▶ _What to do_: Rewrite every line from the one containing "Pin a point on every instance of the green door" through the end of the entries, keeping the requests. Scale each point coordinate in the answers by 0.5 and round it to a whole number, with halves rounded up.

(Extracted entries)
════

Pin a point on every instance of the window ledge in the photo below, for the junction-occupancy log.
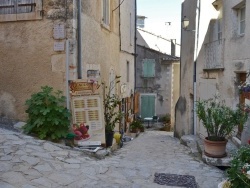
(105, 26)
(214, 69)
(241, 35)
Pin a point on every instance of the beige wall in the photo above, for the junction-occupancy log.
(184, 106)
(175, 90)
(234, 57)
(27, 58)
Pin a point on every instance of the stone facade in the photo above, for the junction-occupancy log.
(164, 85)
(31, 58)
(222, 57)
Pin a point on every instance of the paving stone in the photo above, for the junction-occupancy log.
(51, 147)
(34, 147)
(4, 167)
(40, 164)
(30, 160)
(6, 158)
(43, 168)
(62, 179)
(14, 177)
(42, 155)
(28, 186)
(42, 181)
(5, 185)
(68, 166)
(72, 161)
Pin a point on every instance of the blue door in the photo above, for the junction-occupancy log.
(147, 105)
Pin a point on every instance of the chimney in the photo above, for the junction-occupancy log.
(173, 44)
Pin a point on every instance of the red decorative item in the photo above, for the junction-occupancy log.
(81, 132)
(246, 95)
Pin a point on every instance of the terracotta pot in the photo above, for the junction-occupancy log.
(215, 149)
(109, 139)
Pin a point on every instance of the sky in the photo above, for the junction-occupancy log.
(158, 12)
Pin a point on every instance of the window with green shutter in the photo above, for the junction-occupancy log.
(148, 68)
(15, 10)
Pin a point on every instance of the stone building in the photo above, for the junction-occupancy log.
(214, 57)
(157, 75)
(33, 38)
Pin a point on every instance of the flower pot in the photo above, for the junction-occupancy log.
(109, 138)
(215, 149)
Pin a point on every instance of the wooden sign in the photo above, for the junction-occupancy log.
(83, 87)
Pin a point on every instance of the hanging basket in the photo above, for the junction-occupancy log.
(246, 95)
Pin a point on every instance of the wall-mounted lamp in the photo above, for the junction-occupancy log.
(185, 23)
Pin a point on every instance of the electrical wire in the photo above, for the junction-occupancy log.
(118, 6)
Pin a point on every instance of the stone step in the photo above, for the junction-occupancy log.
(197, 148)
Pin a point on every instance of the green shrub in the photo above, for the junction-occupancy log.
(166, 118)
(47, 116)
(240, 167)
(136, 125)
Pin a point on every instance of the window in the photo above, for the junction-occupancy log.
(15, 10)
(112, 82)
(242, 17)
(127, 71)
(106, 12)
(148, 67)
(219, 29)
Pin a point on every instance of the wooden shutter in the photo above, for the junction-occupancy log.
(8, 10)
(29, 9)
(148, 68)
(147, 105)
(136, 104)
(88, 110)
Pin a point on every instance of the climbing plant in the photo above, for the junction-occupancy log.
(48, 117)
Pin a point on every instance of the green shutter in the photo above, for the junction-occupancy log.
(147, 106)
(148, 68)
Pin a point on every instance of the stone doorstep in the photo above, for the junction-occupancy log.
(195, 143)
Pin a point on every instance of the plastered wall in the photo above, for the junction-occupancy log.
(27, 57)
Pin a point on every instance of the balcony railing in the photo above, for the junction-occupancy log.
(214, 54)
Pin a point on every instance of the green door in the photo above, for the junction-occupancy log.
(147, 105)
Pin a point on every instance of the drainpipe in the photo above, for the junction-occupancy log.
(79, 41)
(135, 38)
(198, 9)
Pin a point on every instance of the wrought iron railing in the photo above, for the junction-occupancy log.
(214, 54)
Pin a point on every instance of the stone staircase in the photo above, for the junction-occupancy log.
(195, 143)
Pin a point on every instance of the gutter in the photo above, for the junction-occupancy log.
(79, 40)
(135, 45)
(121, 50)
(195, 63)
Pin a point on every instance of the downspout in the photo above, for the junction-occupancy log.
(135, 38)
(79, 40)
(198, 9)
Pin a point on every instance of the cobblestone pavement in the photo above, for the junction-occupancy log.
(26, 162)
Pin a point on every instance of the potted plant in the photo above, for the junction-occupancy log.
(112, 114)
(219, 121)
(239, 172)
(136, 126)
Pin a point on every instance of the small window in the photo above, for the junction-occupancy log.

════

▶ _Exercise output_:
Pin a point on every instance of the green door in the photo above, for the junction-occupancy log.
(74, 53)
Pin a point on every instance of the drainpipe in the photo above, for the junction-occupancy log.
(40, 21)
(68, 19)
(99, 5)
Pin a point on every instance of the wrought iron railing in the photo above, for the junction-occupancy log.
(107, 27)
Pin a point on every instance of the stone staircase in the photo above, for the junction-occupancy log.
(98, 72)
Pin a point on every instance of the gutter in the photo above, for the junction-occupancy log.
(40, 20)
(68, 23)
(61, 25)
(98, 32)
Pin a point on every instance of the downspout in the photo above, for the junction-occupancy log.
(68, 19)
(40, 20)
(99, 5)
Pin a point on every instance of the cobblestone pavement in the photo above, for the junction-occupancy log.
(13, 81)
Pin a point on every instance of the potted plant in the photo above, for the junction-occupancy log.
(56, 57)
(110, 61)
(120, 86)
(68, 63)
Pin a point on every instance of the small window in the photo above, for the junction-occupancy log.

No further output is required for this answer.